Point annotation records:
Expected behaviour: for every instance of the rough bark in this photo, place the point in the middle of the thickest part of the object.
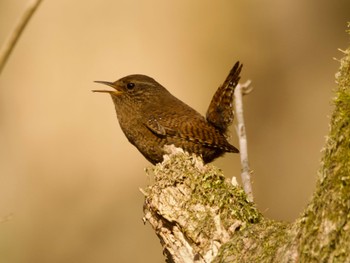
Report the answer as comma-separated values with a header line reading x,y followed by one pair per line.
x,y
199,216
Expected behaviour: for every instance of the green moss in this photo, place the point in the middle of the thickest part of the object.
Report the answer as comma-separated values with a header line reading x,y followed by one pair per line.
x,y
322,227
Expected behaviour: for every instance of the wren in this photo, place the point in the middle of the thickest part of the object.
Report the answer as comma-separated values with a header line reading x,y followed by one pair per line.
x,y
151,117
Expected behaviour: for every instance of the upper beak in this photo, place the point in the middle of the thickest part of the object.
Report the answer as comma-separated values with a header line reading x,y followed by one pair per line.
x,y
111,84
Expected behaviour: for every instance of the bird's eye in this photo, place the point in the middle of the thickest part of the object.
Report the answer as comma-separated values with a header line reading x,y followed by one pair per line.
x,y
130,85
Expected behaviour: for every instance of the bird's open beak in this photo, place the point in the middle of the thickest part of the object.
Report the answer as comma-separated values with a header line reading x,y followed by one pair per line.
x,y
111,84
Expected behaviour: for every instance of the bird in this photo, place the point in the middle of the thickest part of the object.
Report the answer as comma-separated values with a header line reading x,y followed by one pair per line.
x,y
151,117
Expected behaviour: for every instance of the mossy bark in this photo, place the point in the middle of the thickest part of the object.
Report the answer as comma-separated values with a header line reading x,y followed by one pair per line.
x,y
200,216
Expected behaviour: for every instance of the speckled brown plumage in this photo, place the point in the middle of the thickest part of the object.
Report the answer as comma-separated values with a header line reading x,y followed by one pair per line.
x,y
151,117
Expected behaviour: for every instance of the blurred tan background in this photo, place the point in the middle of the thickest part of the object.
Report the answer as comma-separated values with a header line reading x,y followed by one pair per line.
x,y
68,175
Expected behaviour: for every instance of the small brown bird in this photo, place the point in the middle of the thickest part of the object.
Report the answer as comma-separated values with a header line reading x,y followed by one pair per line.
x,y
151,117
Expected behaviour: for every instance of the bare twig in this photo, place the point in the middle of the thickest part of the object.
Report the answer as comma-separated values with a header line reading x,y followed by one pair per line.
x,y
10,43
243,89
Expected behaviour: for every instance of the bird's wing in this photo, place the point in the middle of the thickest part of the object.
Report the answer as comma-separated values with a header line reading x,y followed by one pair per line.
x,y
195,130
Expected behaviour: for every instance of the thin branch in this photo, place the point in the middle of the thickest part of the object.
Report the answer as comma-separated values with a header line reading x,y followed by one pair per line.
x,y
243,89
10,43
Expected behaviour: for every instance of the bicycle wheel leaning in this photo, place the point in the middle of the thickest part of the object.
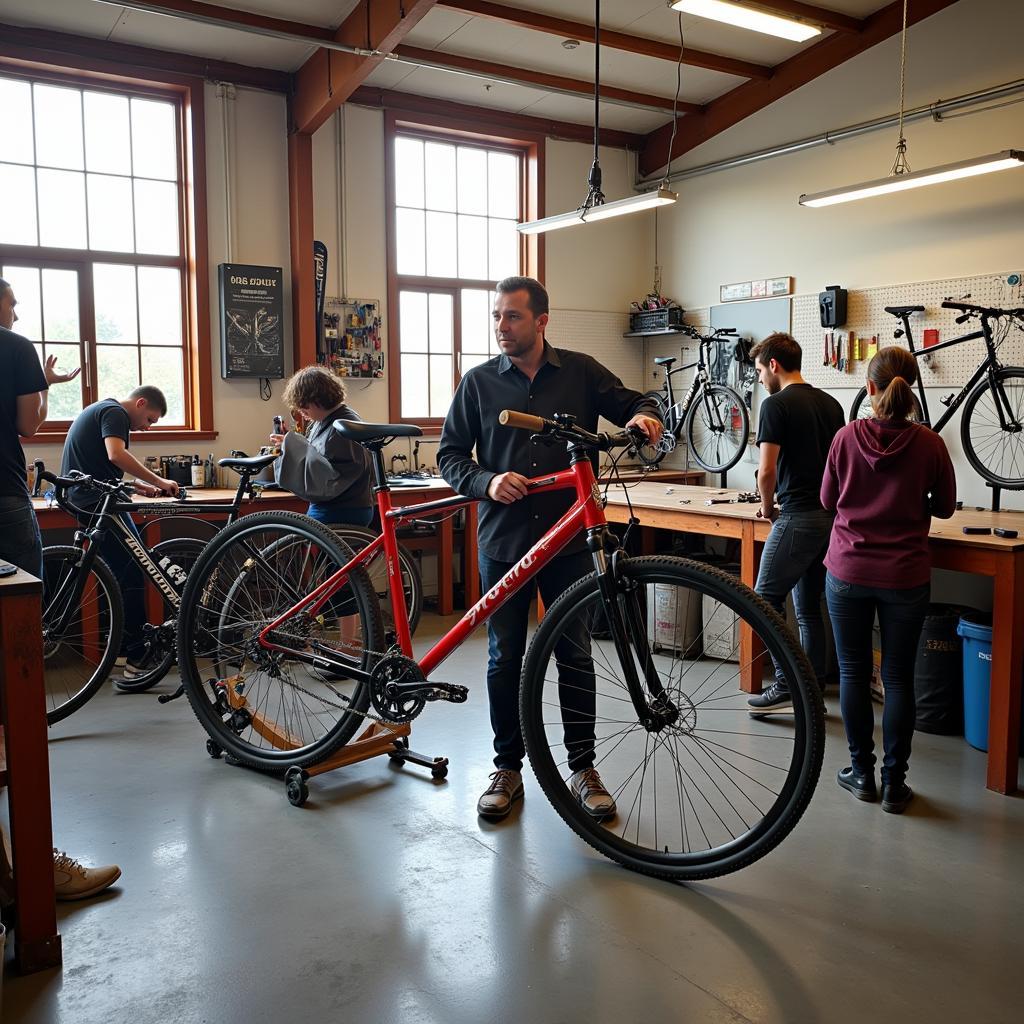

- _Requirement_: List each line of the data above that contains the word "beak". Treat uppercase and lowercase letters as different.

- _Result_:
Expected behaviour: for every instance of the upper beak in this photo, place the point in the middle of the thickest part of the object.
Expected behaviour: for every instance of the bird's open beak in this photo, place the point in the middle of the thickest part of the object.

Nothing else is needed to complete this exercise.